Directions: Format the items from the start through the line containing "47, 69, 70]]" as a two-column CSV with the headers input and output. Give one row per item, with its text and its answer each in a single quoted field and line breaks replaced by spaces.

Material:
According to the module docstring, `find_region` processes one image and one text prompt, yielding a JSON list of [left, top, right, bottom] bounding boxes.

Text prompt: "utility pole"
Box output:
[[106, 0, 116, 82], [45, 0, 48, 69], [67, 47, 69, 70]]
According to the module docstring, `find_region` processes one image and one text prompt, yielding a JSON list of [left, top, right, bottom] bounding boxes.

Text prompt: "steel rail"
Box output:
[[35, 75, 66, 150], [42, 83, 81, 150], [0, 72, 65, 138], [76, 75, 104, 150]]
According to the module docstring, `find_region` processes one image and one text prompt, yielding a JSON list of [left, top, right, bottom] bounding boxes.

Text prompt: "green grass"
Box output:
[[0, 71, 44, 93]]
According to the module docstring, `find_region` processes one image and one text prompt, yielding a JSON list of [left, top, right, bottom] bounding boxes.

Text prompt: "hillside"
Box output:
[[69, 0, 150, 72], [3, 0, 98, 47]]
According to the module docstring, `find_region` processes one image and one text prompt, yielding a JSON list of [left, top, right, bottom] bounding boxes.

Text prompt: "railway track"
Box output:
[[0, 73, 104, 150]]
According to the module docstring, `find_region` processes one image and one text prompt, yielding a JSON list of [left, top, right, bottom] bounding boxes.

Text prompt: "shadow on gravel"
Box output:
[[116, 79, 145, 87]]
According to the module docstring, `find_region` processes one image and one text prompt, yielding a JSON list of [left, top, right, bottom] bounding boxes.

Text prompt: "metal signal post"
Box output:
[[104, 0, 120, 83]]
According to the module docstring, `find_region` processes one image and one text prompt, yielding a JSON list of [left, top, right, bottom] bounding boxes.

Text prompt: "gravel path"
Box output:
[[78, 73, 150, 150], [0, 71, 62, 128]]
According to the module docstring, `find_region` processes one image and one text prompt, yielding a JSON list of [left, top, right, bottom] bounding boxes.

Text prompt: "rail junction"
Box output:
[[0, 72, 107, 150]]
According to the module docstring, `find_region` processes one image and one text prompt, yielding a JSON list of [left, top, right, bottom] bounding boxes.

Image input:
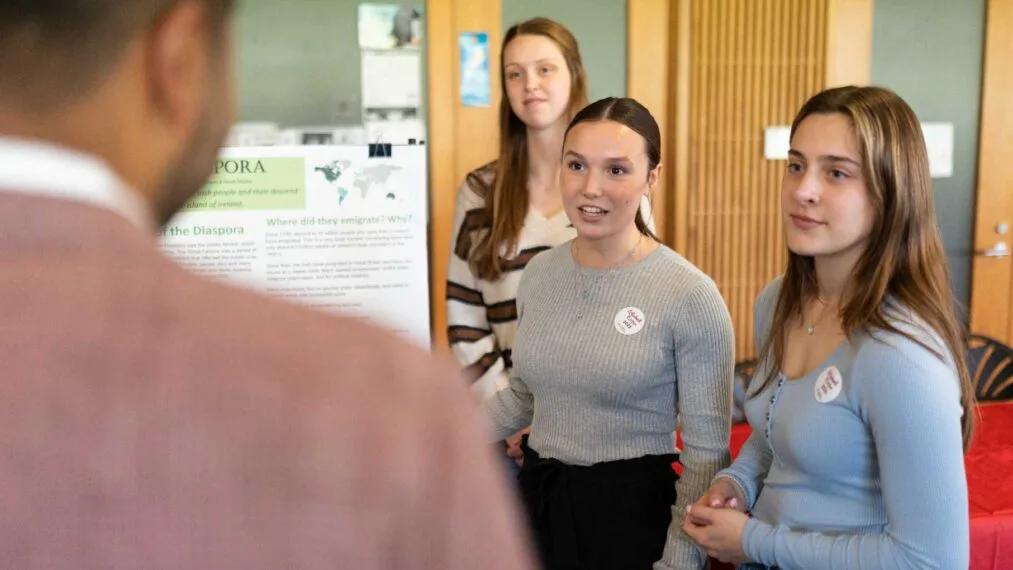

Response:
input,output
"According to the module docstring, `find_region` processes one image and one text prompt, yielding a JSON list of [left, top, right, bottom] bounding boxes. Text prompt: ""utility pole"" Box output:","[[106, 0, 116, 82], [45, 0, 48, 69], [67, 47, 69, 70]]"